For example, mutations in the protein huntingtin are responsible for Hungtinton's disease, a devastating neurodegenerative disorder. Normal huntingtin is soluble, but the mutants misfold into sticky, insoluble clumps. Taking advantage of yeast genetics, Lindquist's group finds that, when these mutants are expressed in yeast, they behave just like they do in human neurons. And certain chaperone proteins can block their misfolding. These results provide vital clues to the disease process and offer a new, simpler system to search for drugs that could stop it. In a similar vein, Lindquist and her colleagues are using yeast and mammalian cells to test the widely accepted (but still controversial) “protein-only” hypothesis for 'mad cow' disease, which says that PrPSc is itself the infectious agent, interacting with normal PrPC molecules and inducing them to switch their conformation in a fatal chain reaction.
Conformational Change and Evolution
Using different model systems—fruit flies and plants—work in Lindquist's lab suggests that protein misfolding helps drive the process of evolution. This work might provide scientists with mechanisms for harnessing natural genetic variation to produce better crops without transgenic manipulations.
This work focuses on Hsp90, a chaperone dedicated to folding a very special set of proteins—key regulators of growth and development. Lindquist's group has created an experimental stress response that reduces the level of Hsp90. If applied while flies are developing, some emerge with differently shaped wings, eyes, or legs. Not such a big surprise. But when flies with altered shapes are bred together for a few generations, something amazing happens—most of their progeny keep these traits—even in the absence of stress.
It turns out that those few flies that exhibit altered body plans under stress do so because they carry hidden genetic changes. The changes are too few to affect the organism on their own. Their potential is only revealed by stress. But a few rounds of selective breeding can enrich them in each generation, until nearly all the flies have enough to produce differently shaped wings or eyes under normal conditions. Similar findings with plants suggest that this mechanism is universal. It could even provide an explanation for rapid changes in the fossil record, a phenomenon that has puzzled us for generations. But Lindquist believes this is just the tip of the iceberg. “The process of protein folding interacts with our biology and our environment in so many ways—we've just begun to plumb it. How significant Hsp90 has been in driving evolution we can't yet begin to say, but I'm certain that protein folding mechanisms in general help set the pace.”

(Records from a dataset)
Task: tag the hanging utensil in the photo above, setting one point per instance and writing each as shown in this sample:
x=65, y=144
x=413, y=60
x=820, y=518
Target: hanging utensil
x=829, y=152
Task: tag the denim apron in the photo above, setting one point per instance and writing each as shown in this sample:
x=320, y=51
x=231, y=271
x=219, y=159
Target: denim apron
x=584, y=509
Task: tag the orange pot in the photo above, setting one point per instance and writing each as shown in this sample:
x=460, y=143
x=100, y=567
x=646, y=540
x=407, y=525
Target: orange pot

* * *

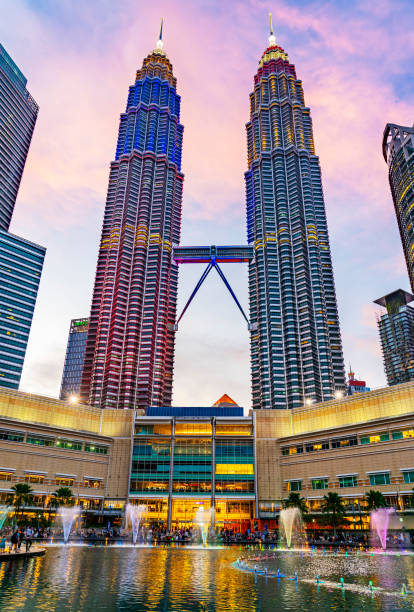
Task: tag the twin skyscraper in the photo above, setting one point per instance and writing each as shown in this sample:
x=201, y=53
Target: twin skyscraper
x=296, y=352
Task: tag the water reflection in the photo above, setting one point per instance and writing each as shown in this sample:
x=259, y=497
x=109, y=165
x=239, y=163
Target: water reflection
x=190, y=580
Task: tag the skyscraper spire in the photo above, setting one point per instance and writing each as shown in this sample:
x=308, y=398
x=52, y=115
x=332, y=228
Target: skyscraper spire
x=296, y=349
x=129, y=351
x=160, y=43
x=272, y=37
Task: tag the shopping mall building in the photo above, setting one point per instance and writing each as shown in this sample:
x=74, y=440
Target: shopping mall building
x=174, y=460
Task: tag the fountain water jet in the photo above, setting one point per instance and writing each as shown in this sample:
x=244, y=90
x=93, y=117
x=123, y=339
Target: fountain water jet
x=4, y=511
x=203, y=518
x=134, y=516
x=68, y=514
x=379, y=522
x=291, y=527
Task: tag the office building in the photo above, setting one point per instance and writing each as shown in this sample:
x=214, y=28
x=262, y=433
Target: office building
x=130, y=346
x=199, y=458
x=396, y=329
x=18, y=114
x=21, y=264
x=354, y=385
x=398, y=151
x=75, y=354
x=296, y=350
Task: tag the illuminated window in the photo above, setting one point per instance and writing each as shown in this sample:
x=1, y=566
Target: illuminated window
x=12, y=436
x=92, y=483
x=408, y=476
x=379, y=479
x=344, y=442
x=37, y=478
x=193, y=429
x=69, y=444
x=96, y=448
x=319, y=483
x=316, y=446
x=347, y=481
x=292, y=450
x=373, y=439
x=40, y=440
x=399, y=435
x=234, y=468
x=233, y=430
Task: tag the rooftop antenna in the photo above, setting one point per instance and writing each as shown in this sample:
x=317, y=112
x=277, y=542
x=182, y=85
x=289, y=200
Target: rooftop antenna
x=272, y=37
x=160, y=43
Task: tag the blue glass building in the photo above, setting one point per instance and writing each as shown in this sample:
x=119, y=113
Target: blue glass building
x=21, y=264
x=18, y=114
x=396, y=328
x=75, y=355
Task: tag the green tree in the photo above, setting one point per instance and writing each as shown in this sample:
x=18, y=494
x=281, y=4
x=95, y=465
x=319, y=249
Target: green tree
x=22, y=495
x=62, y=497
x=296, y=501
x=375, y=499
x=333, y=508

Problem details | Could you write the next part of the text on protein folding research in Lindquist's lab, starting right after its final quoted sentence?

Response |
Interdisciplinary Approach and New Directions
Research in the Lindquist lab is driven by a unique blend of traditional cell biology, and genetics with state-of-the-art new technologies. She is a catalyst for novel collaborations involving scientists studying yeast, fruit flies, plants, and man. Her current work sparks the interest of physicists, chemists, and engineers, and she confesses to being thrilled by the challenges and insights they contribute.
Producing organic fibers that can self-organize into structures smaller than current manufacturing methods allow provides a new venture that builds on her expertise in protein folding. Over the years, yeast biologists have provided a dazzling array of techniques to change the sequence and composition of the protein fibers to alter structure and function. Taking advantage of nature's own methods to build organic nanomaterials promises to add new territory to the interdisciplinary world of biomaterials and nanotechnology. As her research has so abundantly demonstrated, an interdisciplinary scope and a prioneering spirit can produce illuminating and beneficial results.